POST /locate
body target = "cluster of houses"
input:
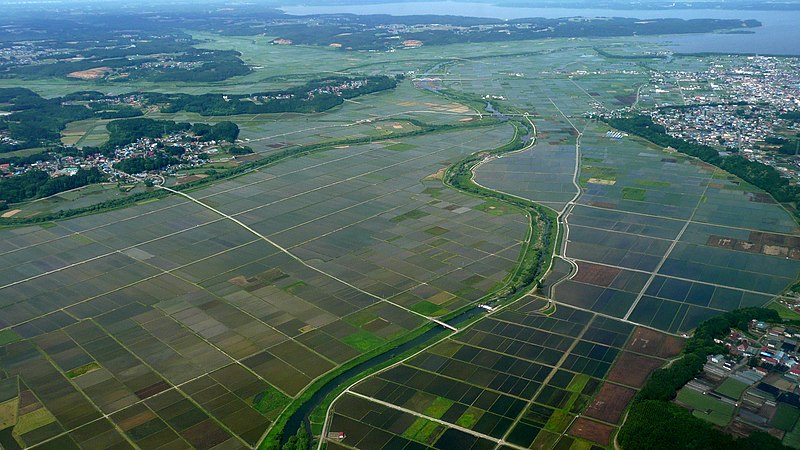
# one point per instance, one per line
(764, 363)
(193, 153)
(27, 53)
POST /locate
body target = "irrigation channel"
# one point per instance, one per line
(300, 417)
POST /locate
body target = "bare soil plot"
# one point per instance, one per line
(592, 431)
(610, 403)
(596, 274)
(654, 343)
(632, 370)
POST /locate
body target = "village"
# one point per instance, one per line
(752, 387)
(181, 150)
(740, 105)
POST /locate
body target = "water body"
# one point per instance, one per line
(300, 417)
(778, 35)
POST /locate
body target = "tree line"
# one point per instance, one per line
(295, 99)
(760, 175)
(654, 422)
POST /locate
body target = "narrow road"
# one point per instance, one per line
(301, 261)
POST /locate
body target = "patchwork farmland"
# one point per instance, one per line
(202, 319)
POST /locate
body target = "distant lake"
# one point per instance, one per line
(779, 33)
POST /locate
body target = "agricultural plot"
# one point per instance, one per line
(659, 239)
(706, 407)
(167, 324)
(651, 249)
(516, 377)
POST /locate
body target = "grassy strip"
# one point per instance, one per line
(272, 439)
(542, 239)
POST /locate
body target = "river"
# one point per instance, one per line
(779, 33)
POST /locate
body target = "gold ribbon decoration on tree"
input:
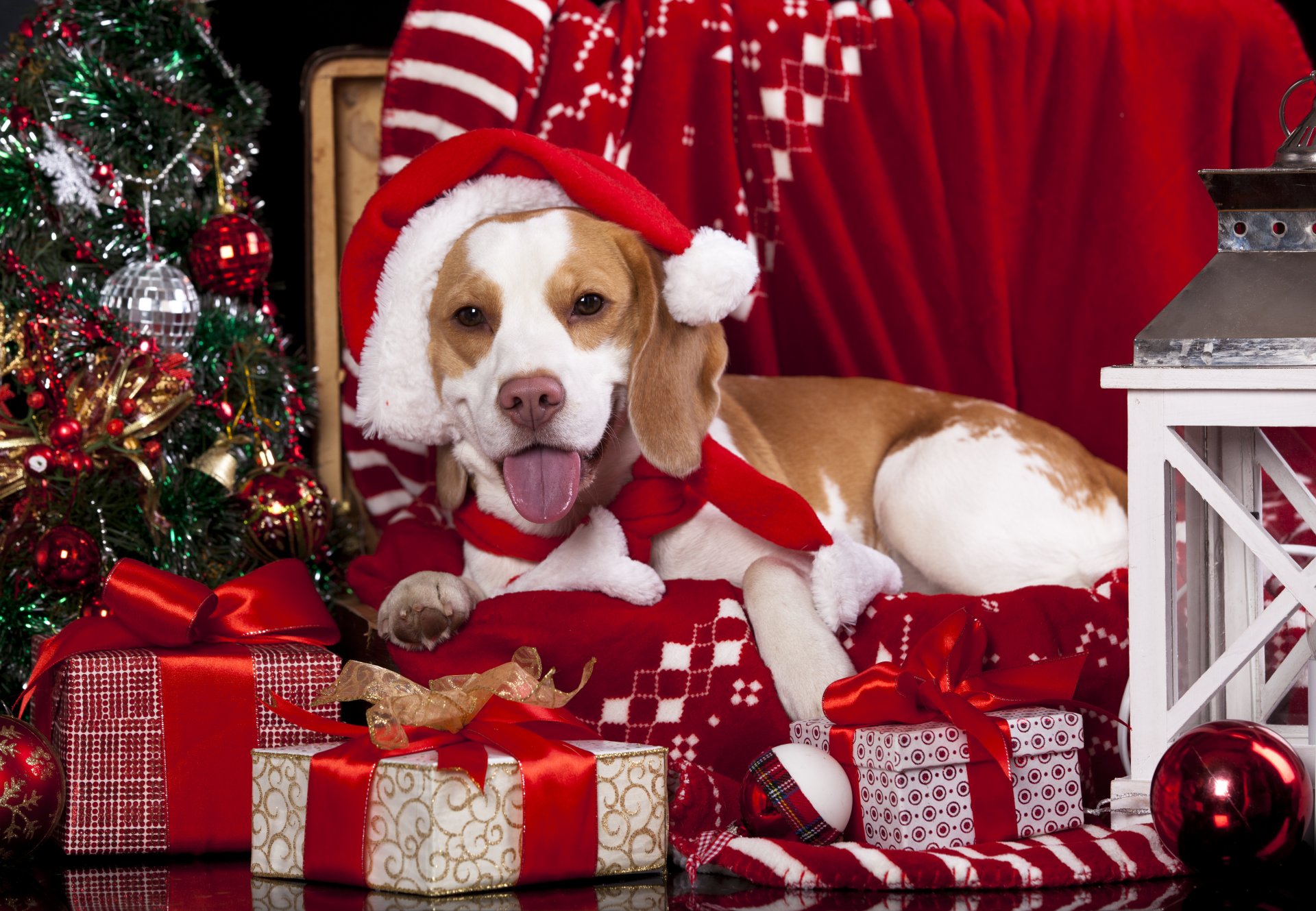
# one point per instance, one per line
(133, 393)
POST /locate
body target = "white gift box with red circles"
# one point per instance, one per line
(911, 781)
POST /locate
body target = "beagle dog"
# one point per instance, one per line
(559, 364)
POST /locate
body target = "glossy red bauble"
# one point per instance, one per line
(66, 559)
(65, 432)
(287, 513)
(1231, 794)
(230, 256)
(33, 788)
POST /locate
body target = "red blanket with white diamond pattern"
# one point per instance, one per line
(685, 673)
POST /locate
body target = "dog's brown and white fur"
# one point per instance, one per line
(965, 496)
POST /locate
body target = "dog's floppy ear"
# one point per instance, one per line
(449, 477)
(674, 372)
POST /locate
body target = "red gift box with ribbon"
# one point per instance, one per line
(942, 753)
(154, 707)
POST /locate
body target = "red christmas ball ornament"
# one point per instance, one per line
(38, 460)
(230, 256)
(65, 432)
(287, 513)
(66, 559)
(796, 792)
(32, 784)
(1231, 794)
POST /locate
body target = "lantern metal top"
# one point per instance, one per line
(1254, 303)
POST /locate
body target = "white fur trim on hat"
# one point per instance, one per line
(396, 398)
(709, 280)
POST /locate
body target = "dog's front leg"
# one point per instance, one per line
(803, 655)
(427, 609)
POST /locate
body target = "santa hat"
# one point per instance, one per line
(398, 247)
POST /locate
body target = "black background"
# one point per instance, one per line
(270, 42)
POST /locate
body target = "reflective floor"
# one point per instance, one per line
(169, 884)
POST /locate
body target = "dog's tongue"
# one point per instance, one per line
(543, 482)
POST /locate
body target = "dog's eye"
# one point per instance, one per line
(587, 304)
(469, 316)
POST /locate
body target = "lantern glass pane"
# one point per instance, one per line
(1195, 585)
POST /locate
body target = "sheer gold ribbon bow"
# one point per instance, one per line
(450, 702)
────────────────
Task prompt:
Quote the entries above word for word. Leave the images out.

Expected output:
POST /locate
body target = "cluster of houses"
input:
# one point per instance, one per line
(764, 363)
(193, 153)
(27, 53)
POST /locate
body target = "irrigation channel"
# one point per instance, one per line
(300, 417)
POST /locate
body target = "bare soil plot"
# one point per instance, one per line
(592, 431)
(610, 403)
(596, 274)
(654, 343)
(632, 370)
POST /locate
body target = "village"
# one point per instance, one per line
(752, 387)
(181, 150)
(740, 105)
POST /locate
body target = "water body"
# one point per instance, one per line
(300, 417)
(778, 35)
POST /locate
body target = "tree line"
# one point per instance, one per line
(295, 99)
(760, 175)
(654, 422)
POST /locate
body target = "narrow road"
# one point per instance, one per line
(301, 261)
POST /locate
body target = "patchwork farmland"
# one point per instance, one per line
(202, 319)
POST /locate
body target = "distant lake"
# one point per instance, one per line
(779, 33)
POST /locate
body target = "agricultural plot"
# one point per instance, one per line
(659, 239)
(706, 407)
(167, 324)
(651, 249)
(516, 377)
POST /locate
body target = "grassy strip"
# one point per instance, one per line
(272, 439)
(542, 239)
POST /locate
body target = "river"
# one point per instance, one per line
(779, 33)
POST /locate
body target = "gold ribbon decoration on tree"
input:
# one point per instance, one per line
(133, 393)
POST /locate
body target = "white gift box with red circles"
# one point per instance, one per line
(911, 781)
POST /locate
body target = "beagle dog"
# one point per instance, one per line
(559, 364)
POST /locate
body target = "glossy red bauble"
# one point per instance, one per line
(66, 559)
(65, 432)
(287, 513)
(1231, 794)
(230, 256)
(33, 788)
POST /locate
body target = "red blanket with white diamond pattern"
# one point per instance, one per line
(685, 673)
POST /locate
body target = "dog's brown and white fur"
# one point per instance, one per line
(965, 496)
POST /locate
body target = "dog's floppy ear"
# one point per instance, one per line
(449, 477)
(674, 372)
POST /locate
body target = "red gift box with ribbon"
# one point per instance, one per line
(942, 753)
(154, 707)
POST /locate
body target = "red christmas ball ornament"
# one point per instance, one per line
(38, 460)
(230, 256)
(65, 432)
(287, 513)
(66, 559)
(796, 792)
(32, 784)
(1231, 794)
POST /locate
body target = "lantern metal top"
# one point per instance, one per line
(1254, 303)
POST /locate
body target = "white fur trim on hat"
# one point per instance, one per line
(396, 398)
(709, 280)
POST /locate
body target = "dog's front leg"
# one point per instance, one per line
(803, 655)
(427, 609)
POST /locate
body target = "santa hat"
# one point per instance, one per line
(398, 247)
POST /locate
body target = "black background"
# one point per instance, one per line
(270, 42)
POST /locate
body target = "reflective floor"
# one point per instance, one per line
(169, 884)
POST /locate
body target = "dog's tongue"
# one point per instance, one per line
(543, 482)
POST /locate
body target = "dog's eye"
# one point per instance, one per line
(587, 304)
(469, 316)
POST /locate
body target = "lantern glass pane"
# one point per instance, one per line
(1195, 585)
POST /locate
body target = "sheer gold ribbon bow"
# one point per instance, one per line
(450, 702)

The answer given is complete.